#### [EXERCISE BRIEF]
Please quote only the lines that start at the one with "Give one point for each instance of the roof" and go on to the last line of the data, both ends kept.

----------------

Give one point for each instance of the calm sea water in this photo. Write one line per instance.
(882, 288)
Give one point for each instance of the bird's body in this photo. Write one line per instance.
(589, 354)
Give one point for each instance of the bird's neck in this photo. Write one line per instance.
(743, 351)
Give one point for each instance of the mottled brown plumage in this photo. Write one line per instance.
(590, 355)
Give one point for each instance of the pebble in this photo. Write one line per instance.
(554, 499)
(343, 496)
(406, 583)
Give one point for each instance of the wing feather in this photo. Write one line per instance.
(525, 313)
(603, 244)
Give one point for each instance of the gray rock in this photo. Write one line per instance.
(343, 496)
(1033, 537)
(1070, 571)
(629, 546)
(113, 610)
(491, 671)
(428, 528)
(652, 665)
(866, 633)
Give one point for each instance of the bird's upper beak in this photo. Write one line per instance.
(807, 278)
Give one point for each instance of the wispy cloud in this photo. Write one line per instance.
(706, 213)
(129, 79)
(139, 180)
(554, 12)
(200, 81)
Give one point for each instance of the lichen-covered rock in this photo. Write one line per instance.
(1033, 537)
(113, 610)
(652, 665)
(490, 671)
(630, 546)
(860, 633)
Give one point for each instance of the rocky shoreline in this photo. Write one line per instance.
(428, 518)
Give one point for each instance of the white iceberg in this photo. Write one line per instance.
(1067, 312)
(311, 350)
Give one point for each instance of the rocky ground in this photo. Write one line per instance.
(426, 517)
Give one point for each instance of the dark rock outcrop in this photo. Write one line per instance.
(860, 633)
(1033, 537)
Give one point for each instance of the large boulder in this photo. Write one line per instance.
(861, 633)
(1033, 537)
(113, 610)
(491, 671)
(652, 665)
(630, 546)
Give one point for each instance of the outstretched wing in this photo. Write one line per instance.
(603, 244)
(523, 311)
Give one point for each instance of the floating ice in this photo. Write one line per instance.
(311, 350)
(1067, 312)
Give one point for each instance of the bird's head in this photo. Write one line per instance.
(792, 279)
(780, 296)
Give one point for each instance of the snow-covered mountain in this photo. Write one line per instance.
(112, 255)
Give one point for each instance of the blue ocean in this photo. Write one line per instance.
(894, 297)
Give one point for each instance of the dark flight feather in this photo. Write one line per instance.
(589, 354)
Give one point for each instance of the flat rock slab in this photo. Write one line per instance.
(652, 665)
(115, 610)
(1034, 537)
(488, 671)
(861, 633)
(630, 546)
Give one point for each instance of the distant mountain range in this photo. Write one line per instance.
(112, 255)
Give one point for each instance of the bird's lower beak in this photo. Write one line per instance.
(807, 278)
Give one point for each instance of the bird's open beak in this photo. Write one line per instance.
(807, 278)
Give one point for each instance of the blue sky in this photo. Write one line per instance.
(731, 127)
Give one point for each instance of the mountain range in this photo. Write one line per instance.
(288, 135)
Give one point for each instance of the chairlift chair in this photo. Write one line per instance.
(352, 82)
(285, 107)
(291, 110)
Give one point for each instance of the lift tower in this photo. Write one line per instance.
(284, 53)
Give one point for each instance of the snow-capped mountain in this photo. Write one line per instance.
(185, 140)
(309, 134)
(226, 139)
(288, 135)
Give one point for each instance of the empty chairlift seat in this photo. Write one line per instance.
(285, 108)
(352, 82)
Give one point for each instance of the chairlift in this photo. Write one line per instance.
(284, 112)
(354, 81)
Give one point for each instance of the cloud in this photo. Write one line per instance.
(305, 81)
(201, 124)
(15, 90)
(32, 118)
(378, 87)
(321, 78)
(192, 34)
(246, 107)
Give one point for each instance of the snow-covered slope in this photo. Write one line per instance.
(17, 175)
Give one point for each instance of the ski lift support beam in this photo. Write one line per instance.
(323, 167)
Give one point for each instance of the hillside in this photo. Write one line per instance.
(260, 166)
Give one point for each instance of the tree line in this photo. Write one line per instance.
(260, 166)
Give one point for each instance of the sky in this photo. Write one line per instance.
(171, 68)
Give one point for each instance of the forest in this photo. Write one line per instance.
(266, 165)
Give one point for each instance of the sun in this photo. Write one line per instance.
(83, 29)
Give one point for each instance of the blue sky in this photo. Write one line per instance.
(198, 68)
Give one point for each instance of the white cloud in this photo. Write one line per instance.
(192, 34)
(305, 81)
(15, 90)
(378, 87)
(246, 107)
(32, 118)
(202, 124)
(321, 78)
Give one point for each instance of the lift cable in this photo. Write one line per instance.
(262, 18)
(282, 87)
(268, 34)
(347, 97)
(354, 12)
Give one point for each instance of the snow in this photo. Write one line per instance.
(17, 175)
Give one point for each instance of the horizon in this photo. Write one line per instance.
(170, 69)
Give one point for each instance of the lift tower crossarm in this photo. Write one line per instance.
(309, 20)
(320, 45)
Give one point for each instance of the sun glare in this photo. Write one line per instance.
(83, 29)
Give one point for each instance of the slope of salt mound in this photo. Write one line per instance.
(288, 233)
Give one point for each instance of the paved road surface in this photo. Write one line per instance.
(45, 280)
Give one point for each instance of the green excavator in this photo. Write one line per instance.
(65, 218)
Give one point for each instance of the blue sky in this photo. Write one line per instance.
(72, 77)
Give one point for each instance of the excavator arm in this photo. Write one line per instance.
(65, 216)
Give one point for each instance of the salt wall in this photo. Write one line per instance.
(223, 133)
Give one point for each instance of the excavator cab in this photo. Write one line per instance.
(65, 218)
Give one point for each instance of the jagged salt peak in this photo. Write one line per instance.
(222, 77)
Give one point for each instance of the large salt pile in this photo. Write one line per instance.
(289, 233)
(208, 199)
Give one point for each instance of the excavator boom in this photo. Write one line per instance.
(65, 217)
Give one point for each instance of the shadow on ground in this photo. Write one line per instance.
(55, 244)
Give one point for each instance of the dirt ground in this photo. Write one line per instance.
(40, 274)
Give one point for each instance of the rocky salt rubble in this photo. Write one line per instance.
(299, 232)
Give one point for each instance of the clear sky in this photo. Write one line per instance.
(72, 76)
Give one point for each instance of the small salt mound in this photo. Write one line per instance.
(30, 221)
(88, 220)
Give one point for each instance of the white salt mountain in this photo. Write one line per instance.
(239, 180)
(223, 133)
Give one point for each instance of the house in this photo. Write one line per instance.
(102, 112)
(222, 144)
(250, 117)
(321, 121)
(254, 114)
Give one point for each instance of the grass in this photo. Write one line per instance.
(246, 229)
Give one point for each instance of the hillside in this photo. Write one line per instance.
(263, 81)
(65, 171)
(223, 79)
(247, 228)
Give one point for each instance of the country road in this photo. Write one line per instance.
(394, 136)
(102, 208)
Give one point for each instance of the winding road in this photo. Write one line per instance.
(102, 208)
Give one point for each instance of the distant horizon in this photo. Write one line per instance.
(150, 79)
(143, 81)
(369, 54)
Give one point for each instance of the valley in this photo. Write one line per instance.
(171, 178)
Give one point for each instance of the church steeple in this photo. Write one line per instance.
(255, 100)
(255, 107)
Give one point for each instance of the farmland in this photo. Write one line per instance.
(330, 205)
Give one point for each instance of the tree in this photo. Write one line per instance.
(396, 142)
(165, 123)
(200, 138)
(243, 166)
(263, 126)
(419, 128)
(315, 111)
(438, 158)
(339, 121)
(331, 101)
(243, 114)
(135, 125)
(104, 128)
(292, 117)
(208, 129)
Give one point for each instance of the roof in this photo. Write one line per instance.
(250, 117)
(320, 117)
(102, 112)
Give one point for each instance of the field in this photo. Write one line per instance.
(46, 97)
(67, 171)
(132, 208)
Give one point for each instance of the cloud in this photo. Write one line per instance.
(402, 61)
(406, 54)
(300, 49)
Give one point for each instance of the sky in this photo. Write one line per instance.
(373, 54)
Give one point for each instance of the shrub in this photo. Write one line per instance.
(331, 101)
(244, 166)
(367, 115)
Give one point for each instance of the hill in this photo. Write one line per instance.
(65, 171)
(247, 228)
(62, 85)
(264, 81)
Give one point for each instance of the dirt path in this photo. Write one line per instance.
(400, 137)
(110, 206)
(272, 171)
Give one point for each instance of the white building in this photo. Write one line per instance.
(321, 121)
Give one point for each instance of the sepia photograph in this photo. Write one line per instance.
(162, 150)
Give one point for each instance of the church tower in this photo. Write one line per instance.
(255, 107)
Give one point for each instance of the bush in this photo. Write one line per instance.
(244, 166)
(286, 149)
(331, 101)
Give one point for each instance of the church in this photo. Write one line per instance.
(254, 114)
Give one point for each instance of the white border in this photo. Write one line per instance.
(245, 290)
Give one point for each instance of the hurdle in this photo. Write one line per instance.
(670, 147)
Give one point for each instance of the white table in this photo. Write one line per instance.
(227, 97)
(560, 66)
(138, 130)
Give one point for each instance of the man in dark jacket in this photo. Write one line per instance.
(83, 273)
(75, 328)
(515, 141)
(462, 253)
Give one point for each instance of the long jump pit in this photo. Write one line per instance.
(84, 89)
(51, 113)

----------------

#### [ANSWER BELOW]
Give one point for each instance of the roof in this photo. Write one line per instance.
(250, 117)
(320, 117)
(102, 112)
Give one point for each instance of the field in this photo. Write one line per instance.
(46, 97)
(67, 171)
(132, 208)
Give one point for each instance of the cloud in this photo. Write one line per instance.
(402, 61)
(406, 54)
(300, 49)
Give one point for each instance of the sky in this photo. Write one line per instance.
(373, 54)
Give one point for each instance of the shrub in this photo. Write one line per instance.
(331, 101)
(244, 166)
(367, 115)
Give one point for each instance of the hill in this photo. Write one line per instance.
(65, 171)
(247, 228)
(62, 85)
(264, 81)
Give one point for each instance of the dirt path in this photo. Write one line per instance.
(400, 137)
(110, 206)
(272, 171)
Give one point for each instance of the white building in this photo. Write one line per instance.
(321, 121)
Give one point for each instance of the sepia photograph in this photo. Write one line per instance.
(162, 150)
Give one point for each instance of the church tower in this photo. Write one line per instance.
(255, 107)
Give one point for each instance of the bush in this photo. Write one line per instance.
(244, 166)
(286, 149)
(331, 101)
Give one point for each instance of the church in this photo. Write one line per instance.
(254, 114)
Give one point for each instance of the white border in this photo. Write one line per instance.
(245, 290)
Give one point for each instance of the hurdle in this photo. Write one line per instance.
(670, 147)
Give one point for each instance of the white table in this photo. Write one line per instance.
(227, 97)
(560, 66)
(138, 130)
Give one point for each instance of the man in dark jacket in this photo. Write one line per instance.
(83, 273)
(75, 328)
(515, 141)
(462, 253)
Give one point for each instance of the long jump pit in this photo. Write one line per instance.
(84, 89)
(51, 113)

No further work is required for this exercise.